-- SELECTED EXTRACT --
↓↓↓
Joseph P. Farrell has a doctorate in patristics from the University of Oxford, and pursues research in physics, alternative history and science, and "strange stuff". His book The Giza DeathStar, for which the Giza Community is named, was published in the spring of 2002, and was his first venture into "alternative history and science".

27 Comments

  1. Richard on September 2, 2018 at 7:15 pm

    . . . In one’s humble opinion, each individual needs to be a little of each with an ability to adjust to need and data flow – a study reader, a skimmer with familiar information and / or for focused word sleuthing, a good listener, and a good observer. . . This usually comes with experience and practice even for those endowed with quickened synaptic activity from birth. . . Visual reading engages several parts of the brain, but can be very fatiguing to the visual sensory apparatus. . . Using visual, audio, and writing words together increases comprehension substantially with a minor drawback of additional time toward occasional review and possibly monetary costs. . . I know firsthand. . .

    . . . Each person’s situation is a unique one that needs to be gaged and sourced as it fits the individual to account for early childhood onward. . . To find piece-meal machined-parts by design one needs to consult a tool and die machinist for those kinds of parts put together as one unit. . . The mind and intellect are in a different league and make the machinist. . . If there was an easy solution known to humankind, it would likely be in practice already. . . I refrain from misusing the nosism of “We” in excess (preferably, not at all) as not all folks encounter the same experiences together, if at all, nor are they the others natural editor-in-charge of controlling behaviour. . . Reading words has helped to reduce a gap of unfamiliarity, but has not taken it away, if ever it will. . .

    . . . In one’s view, high tech reading and its many variations and combinations are just a step or two up from Johannes Gensfleisch zur Laden zum Gutenberg’s printing press. . . His reproducible movable type die casts standardized literature and talk, and talk and talk, immensely allowing nearly anyone who could learn and was allowed to learn a daily communicator of words. . . How today’s methods are used might deserve some scrutiny, but it’s just the outside of the intellect showing and not the mindful intent beneath the skull that has the covetous and well positioned folk of wealth and riches seeking control worried. . . They’ve become blatantly manipulative using a number of methods to coerce their attending flock. . .
↑↑↑
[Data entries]
↓↓↓
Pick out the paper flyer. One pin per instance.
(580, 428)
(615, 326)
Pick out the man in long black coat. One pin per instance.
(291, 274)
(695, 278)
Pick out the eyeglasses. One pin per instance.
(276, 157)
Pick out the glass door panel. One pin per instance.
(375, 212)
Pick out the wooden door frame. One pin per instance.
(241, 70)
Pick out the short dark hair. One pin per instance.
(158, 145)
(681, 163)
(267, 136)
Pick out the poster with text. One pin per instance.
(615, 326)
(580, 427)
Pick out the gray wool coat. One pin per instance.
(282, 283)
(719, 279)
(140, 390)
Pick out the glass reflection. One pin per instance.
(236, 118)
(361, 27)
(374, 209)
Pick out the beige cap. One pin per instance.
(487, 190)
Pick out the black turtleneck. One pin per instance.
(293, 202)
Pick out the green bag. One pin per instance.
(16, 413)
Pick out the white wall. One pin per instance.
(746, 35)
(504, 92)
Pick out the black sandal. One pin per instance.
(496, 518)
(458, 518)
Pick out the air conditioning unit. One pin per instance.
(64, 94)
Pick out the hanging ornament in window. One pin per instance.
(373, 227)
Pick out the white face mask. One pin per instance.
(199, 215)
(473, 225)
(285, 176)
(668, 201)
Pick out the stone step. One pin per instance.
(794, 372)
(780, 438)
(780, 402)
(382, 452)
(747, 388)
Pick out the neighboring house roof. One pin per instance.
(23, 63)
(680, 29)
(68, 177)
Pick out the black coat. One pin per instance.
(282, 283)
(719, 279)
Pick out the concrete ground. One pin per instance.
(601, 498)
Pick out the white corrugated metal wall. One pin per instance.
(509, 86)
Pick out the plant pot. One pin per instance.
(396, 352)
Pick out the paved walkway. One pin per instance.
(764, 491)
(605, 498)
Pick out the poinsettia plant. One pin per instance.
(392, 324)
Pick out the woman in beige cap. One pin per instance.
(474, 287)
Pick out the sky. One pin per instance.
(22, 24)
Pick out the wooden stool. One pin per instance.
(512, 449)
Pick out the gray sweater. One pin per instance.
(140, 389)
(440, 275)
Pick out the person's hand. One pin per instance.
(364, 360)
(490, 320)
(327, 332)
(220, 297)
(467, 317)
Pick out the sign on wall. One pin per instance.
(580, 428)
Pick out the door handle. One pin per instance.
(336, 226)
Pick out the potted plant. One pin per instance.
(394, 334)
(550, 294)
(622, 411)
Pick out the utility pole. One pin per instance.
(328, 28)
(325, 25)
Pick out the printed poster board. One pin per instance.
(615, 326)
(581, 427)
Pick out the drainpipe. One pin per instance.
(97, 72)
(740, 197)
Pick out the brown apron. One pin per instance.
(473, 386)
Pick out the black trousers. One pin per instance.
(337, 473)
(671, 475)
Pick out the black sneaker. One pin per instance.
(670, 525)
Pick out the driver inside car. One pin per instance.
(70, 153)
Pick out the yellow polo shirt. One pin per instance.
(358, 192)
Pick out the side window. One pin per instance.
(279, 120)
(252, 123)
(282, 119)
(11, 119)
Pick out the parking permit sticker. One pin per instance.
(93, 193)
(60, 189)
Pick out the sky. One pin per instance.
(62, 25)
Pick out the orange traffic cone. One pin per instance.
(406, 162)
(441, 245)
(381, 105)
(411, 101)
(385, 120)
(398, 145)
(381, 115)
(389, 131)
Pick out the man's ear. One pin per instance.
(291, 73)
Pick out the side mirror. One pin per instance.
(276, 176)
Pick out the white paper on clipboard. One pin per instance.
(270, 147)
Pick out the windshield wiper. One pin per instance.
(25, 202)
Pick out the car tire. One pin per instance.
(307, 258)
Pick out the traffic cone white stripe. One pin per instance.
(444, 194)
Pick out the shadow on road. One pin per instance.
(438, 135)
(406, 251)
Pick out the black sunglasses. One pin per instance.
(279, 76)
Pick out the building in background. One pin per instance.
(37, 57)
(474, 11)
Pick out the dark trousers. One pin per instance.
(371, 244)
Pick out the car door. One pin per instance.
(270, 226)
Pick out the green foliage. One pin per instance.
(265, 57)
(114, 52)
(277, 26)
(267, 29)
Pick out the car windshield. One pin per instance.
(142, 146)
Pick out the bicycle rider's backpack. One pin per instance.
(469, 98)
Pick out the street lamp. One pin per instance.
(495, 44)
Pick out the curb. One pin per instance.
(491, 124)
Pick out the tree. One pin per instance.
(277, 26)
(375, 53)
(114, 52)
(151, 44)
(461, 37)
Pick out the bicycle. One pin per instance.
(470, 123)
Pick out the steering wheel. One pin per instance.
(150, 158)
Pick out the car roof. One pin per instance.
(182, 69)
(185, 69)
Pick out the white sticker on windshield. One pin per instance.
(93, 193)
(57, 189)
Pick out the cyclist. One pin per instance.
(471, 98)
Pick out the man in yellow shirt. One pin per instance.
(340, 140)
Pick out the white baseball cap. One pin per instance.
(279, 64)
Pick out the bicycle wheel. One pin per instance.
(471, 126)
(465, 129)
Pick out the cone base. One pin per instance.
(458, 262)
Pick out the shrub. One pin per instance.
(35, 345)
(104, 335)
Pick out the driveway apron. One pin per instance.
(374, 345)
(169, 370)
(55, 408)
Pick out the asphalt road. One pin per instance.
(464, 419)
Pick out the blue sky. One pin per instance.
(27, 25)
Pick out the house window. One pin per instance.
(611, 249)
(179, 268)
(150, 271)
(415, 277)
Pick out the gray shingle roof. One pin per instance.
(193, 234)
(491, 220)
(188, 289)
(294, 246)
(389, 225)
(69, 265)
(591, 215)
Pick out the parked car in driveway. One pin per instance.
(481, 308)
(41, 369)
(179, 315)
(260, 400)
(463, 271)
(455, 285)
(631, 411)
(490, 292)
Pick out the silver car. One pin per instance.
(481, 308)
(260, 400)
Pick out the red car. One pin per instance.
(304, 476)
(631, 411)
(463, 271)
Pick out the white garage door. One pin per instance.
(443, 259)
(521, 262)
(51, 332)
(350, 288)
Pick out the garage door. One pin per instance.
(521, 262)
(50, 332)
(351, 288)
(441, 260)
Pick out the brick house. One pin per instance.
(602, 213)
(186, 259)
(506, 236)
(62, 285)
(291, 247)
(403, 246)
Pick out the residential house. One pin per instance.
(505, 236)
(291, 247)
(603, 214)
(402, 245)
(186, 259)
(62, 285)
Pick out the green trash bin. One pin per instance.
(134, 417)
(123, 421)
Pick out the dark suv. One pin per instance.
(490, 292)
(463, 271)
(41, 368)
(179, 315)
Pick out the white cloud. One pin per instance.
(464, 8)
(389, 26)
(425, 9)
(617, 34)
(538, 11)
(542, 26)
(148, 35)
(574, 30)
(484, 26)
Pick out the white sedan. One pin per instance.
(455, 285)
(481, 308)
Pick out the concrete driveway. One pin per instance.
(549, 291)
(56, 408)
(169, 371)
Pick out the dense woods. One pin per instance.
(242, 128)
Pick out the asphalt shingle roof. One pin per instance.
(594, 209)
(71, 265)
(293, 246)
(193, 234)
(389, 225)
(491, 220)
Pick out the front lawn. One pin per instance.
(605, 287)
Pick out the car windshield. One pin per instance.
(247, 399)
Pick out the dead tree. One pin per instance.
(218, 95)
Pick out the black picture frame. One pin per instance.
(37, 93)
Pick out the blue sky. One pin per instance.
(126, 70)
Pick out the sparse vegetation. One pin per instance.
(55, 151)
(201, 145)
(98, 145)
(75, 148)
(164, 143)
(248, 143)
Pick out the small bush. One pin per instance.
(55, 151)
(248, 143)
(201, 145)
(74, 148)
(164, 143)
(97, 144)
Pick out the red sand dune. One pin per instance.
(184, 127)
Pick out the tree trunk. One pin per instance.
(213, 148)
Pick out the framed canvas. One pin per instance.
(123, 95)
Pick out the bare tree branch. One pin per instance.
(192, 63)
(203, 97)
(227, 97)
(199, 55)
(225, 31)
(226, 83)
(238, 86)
↑↑↑
-- SET TASK --
Return the part of the excerpt word for word, starting with "27 Comments" and going on through "firsthand. . .". Rely only on the excerpt.

-- THE SOLUTION --
27 Comments

  1. Richard on September 2, 2018 at 7:15 pm

    . . . In one’s humble opinion, each individual needs to be a little of each with an ability to adjust to need and data flow – a study reader, a skimmer with familiar information and / or for focused word sleuthing, a good listener, and a good observer. . . This usually comes with experience and practice even for those endowed with quickened synaptic activity from birth. . . Visual reading engages several parts of the brain, but can be very fatiguing to the visual sensory apparatus. . . Using visual, audio, and writing words together increases comprehension substantially with a minor drawback of additional time toward occasional review and possibly monetary costs. . . I know firsthand. . .